WORK INSTRUCTIONS:
**1)** From the Transition Streets text, copy the passage that begins at the words "In this interview, Monica" and ends after the words "to act on it.".
**2)** In the Transition Streets text, which council's work on the climate emergency does Monica Winston discuss?
**3)** Continue the Transition Streets text from the point where it ends.

EXTRACTED TEXT:
----------

In this interview, Monica Winston talks about the new Transition Streets in Geelong, and about how the Transition Street model helps cultivating decentralised leadership and becomes a way of combining sustainable living with local community development. She also talks about the climate emergency and the work Darebin City Council is doing to act on it.

Four households in Norlane are looking for more residents in the area, similarly in two different parts of Highton and in three parts of Belmont.

» Transition Streets Geelong on Facebook




» The Guardian – 21 September 2017:
Climate optimism has been a disaster. We need a new language – desperately
“The extreme weather of the past months is a game-changer: surely now the world is ready to talk about climate change as a civilisation-collapsing catastrophe”

Can you identify with Emilia’s feeling? So let’s get to work!

Transition Streets in Geelong

‘Inspiring Transition’ is similar but not at all the same as the Transition movement, which for many years have been about creating ‘Transition Towns’, and which more recently is gaining new ground with the idea of creating ‘Transition Streets’, where neighbours participate in making changes in their lives in five areas: energy, transport, food, water and waste and consumption.

Here’s a Facebook page to start to find people in your area and to access the Transition Street process and workbook.

----------

DATA EXTRACT:

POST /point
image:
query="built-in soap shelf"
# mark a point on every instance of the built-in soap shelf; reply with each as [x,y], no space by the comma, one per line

----------

TASK RESULTS:
**1)**
In this interview, Monica Winston talks about the new Transition Streets in Geelong, and about how the Transition Street model helps cultivating decentralised leadership and becomes a way of combining sustainable living with local community development. She also talks about the climate emergency and the work Darebin City Council is doing to act on it.

**2)** Darebin City Council

**3)**
Want to start your own Transition Street? Three steps

1. Get together about 6–8 householders in your street or nearby. You can use this page to call out to others who may be in your area if you’re uncomfortable door knocking or putting letters in people’s letterboxes. You may want to print one workbook first or email them the PDF so you can show people what you’re proposing.

2. Download a printable copy of the 180 page Workbook (or ask your Member of Parliament to print some for you if funds are tight) for each household here

In Geelong, Sarah Henderson’s office have printed 25 copies of the Transition Street workbook up to chapter 2, and Christine Couzens has offered soon to put the word out to her whole electorate about starting Transition Streets.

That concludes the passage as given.